Aim of the exercise: An exact transcription of the data below, complete and unaltered, is the expected answer.

Data excerpts:
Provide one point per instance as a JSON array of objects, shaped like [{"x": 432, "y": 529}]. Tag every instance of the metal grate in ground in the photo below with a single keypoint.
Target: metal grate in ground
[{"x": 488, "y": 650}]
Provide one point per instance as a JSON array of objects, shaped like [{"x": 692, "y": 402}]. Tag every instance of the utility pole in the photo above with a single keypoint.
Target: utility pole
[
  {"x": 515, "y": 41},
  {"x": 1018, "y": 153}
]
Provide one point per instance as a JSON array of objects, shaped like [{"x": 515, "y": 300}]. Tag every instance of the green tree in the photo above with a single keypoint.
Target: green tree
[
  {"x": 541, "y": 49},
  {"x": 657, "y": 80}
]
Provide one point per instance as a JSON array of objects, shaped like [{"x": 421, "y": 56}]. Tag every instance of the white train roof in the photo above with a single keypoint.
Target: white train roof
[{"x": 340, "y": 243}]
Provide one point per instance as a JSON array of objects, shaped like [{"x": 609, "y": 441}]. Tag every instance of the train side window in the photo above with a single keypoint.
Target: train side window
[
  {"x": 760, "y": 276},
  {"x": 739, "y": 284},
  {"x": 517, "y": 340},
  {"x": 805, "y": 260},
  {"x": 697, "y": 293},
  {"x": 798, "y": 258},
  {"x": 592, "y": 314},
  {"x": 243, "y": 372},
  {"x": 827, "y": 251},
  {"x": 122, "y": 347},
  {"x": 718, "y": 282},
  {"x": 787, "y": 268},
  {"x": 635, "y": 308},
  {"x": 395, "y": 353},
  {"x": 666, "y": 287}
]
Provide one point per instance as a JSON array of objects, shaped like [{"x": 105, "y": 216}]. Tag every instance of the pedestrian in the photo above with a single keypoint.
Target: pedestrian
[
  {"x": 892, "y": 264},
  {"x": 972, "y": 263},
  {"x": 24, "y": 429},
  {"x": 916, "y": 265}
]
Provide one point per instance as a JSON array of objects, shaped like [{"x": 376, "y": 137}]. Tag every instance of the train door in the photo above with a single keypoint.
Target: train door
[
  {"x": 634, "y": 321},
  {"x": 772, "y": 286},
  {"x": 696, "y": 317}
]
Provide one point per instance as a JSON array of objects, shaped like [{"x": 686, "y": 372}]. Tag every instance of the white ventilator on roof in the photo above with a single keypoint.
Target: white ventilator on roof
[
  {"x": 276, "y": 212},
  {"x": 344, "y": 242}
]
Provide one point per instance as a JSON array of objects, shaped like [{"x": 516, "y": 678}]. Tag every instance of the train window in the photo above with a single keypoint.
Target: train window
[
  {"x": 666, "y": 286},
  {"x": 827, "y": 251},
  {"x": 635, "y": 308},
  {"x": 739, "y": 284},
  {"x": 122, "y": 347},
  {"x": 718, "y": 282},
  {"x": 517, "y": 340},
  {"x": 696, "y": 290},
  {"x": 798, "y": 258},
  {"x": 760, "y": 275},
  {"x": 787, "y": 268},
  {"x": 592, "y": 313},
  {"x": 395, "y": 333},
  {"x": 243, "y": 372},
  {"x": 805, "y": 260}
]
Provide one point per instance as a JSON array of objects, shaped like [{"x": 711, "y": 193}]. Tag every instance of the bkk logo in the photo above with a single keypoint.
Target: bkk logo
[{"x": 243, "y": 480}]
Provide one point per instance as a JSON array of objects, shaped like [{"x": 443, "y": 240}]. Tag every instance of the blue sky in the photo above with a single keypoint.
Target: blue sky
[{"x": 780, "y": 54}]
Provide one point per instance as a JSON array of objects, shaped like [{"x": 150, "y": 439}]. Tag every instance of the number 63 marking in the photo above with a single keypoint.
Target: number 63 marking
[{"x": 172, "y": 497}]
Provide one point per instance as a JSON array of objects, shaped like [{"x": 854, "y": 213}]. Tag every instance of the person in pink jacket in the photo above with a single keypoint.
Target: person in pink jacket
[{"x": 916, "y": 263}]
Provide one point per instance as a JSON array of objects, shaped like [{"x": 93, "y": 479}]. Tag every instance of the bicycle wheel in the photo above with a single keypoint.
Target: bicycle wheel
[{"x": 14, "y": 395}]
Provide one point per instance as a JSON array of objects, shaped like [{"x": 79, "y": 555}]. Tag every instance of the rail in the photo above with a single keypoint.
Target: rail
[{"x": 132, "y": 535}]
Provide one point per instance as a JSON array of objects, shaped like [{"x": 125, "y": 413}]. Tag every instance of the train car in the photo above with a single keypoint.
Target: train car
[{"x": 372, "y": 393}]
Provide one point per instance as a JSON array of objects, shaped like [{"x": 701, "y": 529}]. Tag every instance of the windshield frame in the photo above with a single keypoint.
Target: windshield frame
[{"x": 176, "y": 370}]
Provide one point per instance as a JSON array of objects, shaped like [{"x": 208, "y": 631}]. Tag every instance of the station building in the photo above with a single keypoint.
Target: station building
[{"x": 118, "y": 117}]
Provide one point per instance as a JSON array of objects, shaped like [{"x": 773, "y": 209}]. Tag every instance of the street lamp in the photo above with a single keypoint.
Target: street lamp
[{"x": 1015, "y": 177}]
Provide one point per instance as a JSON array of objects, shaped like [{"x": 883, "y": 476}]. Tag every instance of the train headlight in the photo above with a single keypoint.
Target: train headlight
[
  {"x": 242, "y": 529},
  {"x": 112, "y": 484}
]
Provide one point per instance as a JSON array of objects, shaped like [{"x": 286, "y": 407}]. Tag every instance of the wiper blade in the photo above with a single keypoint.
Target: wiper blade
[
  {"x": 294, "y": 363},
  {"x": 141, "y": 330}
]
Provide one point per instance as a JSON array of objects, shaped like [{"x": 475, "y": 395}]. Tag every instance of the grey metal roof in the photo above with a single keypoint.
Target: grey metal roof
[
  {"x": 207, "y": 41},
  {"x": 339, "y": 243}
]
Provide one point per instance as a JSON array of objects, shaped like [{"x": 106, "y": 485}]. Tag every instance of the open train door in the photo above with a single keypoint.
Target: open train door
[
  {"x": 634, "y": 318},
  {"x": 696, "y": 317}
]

Task output:
Provide one point per instance as a JSON array of objects, shaped like [{"x": 432, "y": 529}]. Tag every instance of the metal grate in ground in the photo below with a single keypoint.
Target: metal grate in ground
[{"x": 488, "y": 650}]
Provide one point per instance as a JSON array of objects, shaped like [{"x": 692, "y": 402}]. Tag every instance of the utility pole in the photo above with a single keypoint.
Target: utility pole
[
  {"x": 515, "y": 41},
  {"x": 1018, "y": 153}
]
Provide one point per instance as a JSON array of objects, shaped like [{"x": 515, "y": 300}]. Tag every instance of the green tree in the photo above with a single keypoint.
Target: green tree
[
  {"x": 541, "y": 49},
  {"x": 657, "y": 80}
]
Provide one point per instance as a JSON array of objects, shaped like [{"x": 421, "y": 56}]. Tag every instance of the white train roof in the photo above with a single keypoint.
Target: white train roof
[{"x": 340, "y": 243}]
Provide one point per instance as a JSON array of objects, shaped like [{"x": 609, "y": 441}]. Tag every instance of the train side window in the photo above with a single keypoint.
Target: train side window
[
  {"x": 760, "y": 276},
  {"x": 739, "y": 284},
  {"x": 517, "y": 340},
  {"x": 805, "y": 260},
  {"x": 697, "y": 293},
  {"x": 798, "y": 258},
  {"x": 592, "y": 314},
  {"x": 243, "y": 372},
  {"x": 827, "y": 251},
  {"x": 122, "y": 347},
  {"x": 718, "y": 282},
  {"x": 787, "y": 268},
  {"x": 635, "y": 308},
  {"x": 395, "y": 353},
  {"x": 666, "y": 287}
]
Provide one point per instance as a JSON array of objects, shaped like [{"x": 105, "y": 216}]. Tag every instance of the pedestrian in the photo above with a single keypoint.
Target: pedestrian
[
  {"x": 892, "y": 264},
  {"x": 972, "y": 263},
  {"x": 24, "y": 429},
  {"x": 916, "y": 265}
]
Provide one point per instance as a JSON array of objects, shaped like [{"x": 376, "y": 137}]. Tag every instance of the train door in the photo above with a single keypoint.
Target: train door
[
  {"x": 634, "y": 321},
  {"x": 772, "y": 286},
  {"x": 696, "y": 317}
]
Provide one point per instance as a JSON array of objects, shaped like [{"x": 686, "y": 372}]. Tag every instance of the white ventilator on roof in the photo above with a single keypoint.
Target: white ventilator on roof
[
  {"x": 276, "y": 212},
  {"x": 344, "y": 242}
]
Provide one point per instance as a JSON array of objects, shaped like [{"x": 516, "y": 678}]. Tag every instance of the train window in the photo above with a single keypoint.
Target: train window
[
  {"x": 666, "y": 286},
  {"x": 827, "y": 251},
  {"x": 635, "y": 308},
  {"x": 739, "y": 284},
  {"x": 122, "y": 347},
  {"x": 718, "y": 282},
  {"x": 517, "y": 340},
  {"x": 696, "y": 290},
  {"x": 798, "y": 258},
  {"x": 760, "y": 275},
  {"x": 787, "y": 268},
  {"x": 592, "y": 313},
  {"x": 395, "y": 333},
  {"x": 243, "y": 372},
  {"x": 805, "y": 260}
]
Provide one point per instance as a JSON array of objects, shaped like [{"x": 711, "y": 193}]. Tag every instance of the bkk logo in the photo above with a single keypoint.
Target: bkk logo
[{"x": 243, "y": 480}]
Provide one point per instance as a JSON array of objects, shaped like [{"x": 443, "y": 240}]. Tag every instance of the blue sky in the photo above with a single keypoint.
Target: blue sky
[{"x": 780, "y": 54}]
Provide one point per instance as a JSON array of objects, shaped like [{"x": 150, "y": 439}]. Tag every instance of the number 63 marking in the photo above with a single keypoint.
Target: number 63 marking
[{"x": 172, "y": 497}]
Provide one point per instance as a JSON array of objects, shaped like [{"x": 854, "y": 213}]. Tag every instance of the person in pink jacket in the photo above with a single keypoint.
Target: person in pink jacket
[{"x": 916, "y": 263}]
Provide one point per instance as a JSON array of objects, shaped like [{"x": 93, "y": 479}]. Tag every instance of the bicycle wheel in the photo above with a single keypoint.
Target: bicycle wheel
[{"x": 14, "y": 395}]
Provide one point per instance as a JSON array of objects, shaped like [{"x": 79, "y": 555}]. Tag every instance of the rail in the photo above with a single keypoint.
Target: rail
[{"x": 132, "y": 535}]
Provide one point per instance as a JSON array of objects, shaped like [{"x": 125, "y": 413}]. Tag every instance of the train car in the photo above with a single keypoint.
Target: train car
[{"x": 372, "y": 393}]
Provide one point per instance as a JSON array of objects, shaped like [{"x": 701, "y": 529}]. Tag every instance of the windshield frame in the photo above with a single keypoint.
Target: windshield frame
[{"x": 176, "y": 370}]
Provide one point per instance as a JSON array of objects, shaped like [{"x": 208, "y": 631}]. Tag every instance of the station building in the photo above with a single keypoint.
Target: station building
[{"x": 118, "y": 117}]
Provide one point per instance as a JSON array of objects, shaped like [{"x": 773, "y": 209}]. Tag every instance of the street lamp in the photo above with a single keypoint.
Target: street lamp
[{"x": 1015, "y": 177}]
Provide one point per instance as a JSON array of objects, shaped like [{"x": 883, "y": 476}]. Tag every instance of the train headlight in the photo above with a single keypoint.
Target: train headlight
[
  {"x": 242, "y": 529},
  {"x": 112, "y": 484}
]
Provide one point per instance as a JSON array of objects, shaped like [{"x": 286, "y": 407}]. Tag every instance of the wiper blade in the photo above with a single keypoint.
Target: wiper blade
[
  {"x": 294, "y": 363},
  {"x": 141, "y": 330}
]
Provide one point per instance as a JSON array of objects, shaped like [{"x": 475, "y": 395}]. Tag every instance of the grey metal roof in the photo above with a single keypoint.
Target: grey metal roof
[
  {"x": 207, "y": 41},
  {"x": 339, "y": 243}
]
Provide one point per instance as a JSON array of objects, shaped like [{"x": 106, "y": 485}]. Tag every instance of the open train door in the photo above with a single keypoint.
Target: open train door
[
  {"x": 634, "y": 318},
  {"x": 696, "y": 317}
]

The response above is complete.